[TAREA 1] Según el extracto sobre la poesía cubana, ¿en qué año escribió Virgilio Piñera La isla en peso?
[TAREA 2] Por favor, prosigue el extracto sobre la poesía cubana a partir de su última oración.

Una pregunta que me interesa desde siempre es la de saber cómo se forma una tradición. ¿Dónde comienza? ¿Cómo termina? ¿Qué instituciones la legitiman? Pensaba en todo esto, mientras leía Lo cubano en la poesía de Cintio Vitier, una historia de la poesía de la isla, escrita por el miembro más ortodoxo de la revista Orígenes. Hay algo en esa forma adjetivada, en esa definición de lo cubano como cualidad, que me inquieta. ¿Me animaría, ya no a escribir, obviamente, pero sí a leer o editar un libro llamado Lo argentino en la poesía? ¿Es posible saber qué es lo que convierte en argentina a la literatura argentina? Son todas cuestiones levemente esencialistas, así que es mejor no adentrarse demasiado (por otra parte, Frankfurt 2010 parece ya haber dado respuesta a esa pregunta). Volviendo a Cuba, no cabe duda de que su literatura tiene la libertad o el desatino (según el punto de vista del observador) de pensar en esos términos. Recuerdo La isla en peso, el gran poema escrito por Virgilio Piñera en 1943. El texto comienza con una frase fatal: “La maldita circunstancia del agua por todas partes/ me obliga a sentarme en la mesa de café”. De entrada el poema expresa la sensación de encierro insular, la imposibilidad de escapar a un destino manifiesto. E inmediatamente continúa con una violencia mayor: “Si no pensara que el agua me rodea como un cáncer/ hubiera podido dormir a pierna suelta/ Mientras los muchachos se despojan de sus ropas para nadar/ doce personas morían en su cuarto por compresión”. El poema es un in crescendo de ironía y opresión (términos que definen el conjunto de la obra de Piñera), y ya por la mitad (es un poema largo) toca directamente una veta desesperada: “¡Nadie puede salir, nadie puede salir!/ La vida del embudo y encima la nata de la rabia/ Nadie puede salir:/ el tiburón más diminuto rehusaría transportar un cuerpo intacto/ Nadie puede salir”.

[ENTRADAS REGISTRADAS]
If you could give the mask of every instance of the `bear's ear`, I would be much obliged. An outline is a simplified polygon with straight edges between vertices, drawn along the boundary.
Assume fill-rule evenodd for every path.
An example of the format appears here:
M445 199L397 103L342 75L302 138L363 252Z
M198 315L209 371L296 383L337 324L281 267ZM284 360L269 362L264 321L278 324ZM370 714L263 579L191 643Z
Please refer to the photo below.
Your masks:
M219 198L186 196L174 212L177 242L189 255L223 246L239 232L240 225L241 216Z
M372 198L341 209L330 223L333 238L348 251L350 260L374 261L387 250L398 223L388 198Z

[RESPUESTA 1] En 1943.

[RESPUESTA 2]
El año pasado estuve en La Habana, para la Feria del Libro. Gracias a Daniel Samoilovich accedí también a los encuentros que organiza Reina María Rodríguez en la cúpula del Palacio del Segundo Cabo, un prodigio de arquitectura barroca. Allí conocí a varios poetas, pero en especial a uno, Juan Carlos Flores: sus intervenciones rozaban la genialidad y la locura, en caso de que estas palabras signifiquen todavía decir algo. En ese atardecer de febrero, Flores, que nació en 1962, es decir, diecinueve años después de escrito el poema de Piñera, mencionó un poema suyo llamado Elogio de las piedras: “A veces pesan muchos los hombros. Es entonces cuando me/ siento en una de esas piedras y miro largamente el mar.// Así. ¿Quién podría decir si soy yo un hombre sentado en una/ piedra o una piedra sentada en un hombre, quién podría/ decirme si no soy yo lo que queda, nata sucia cuando se aparta/ la leche, otro de los expoliados por el tiempo?// Hombre o piedra aprendo la lección, muerdo a solas mis/ bordes, dejo que pase el frío encima y por debajo”.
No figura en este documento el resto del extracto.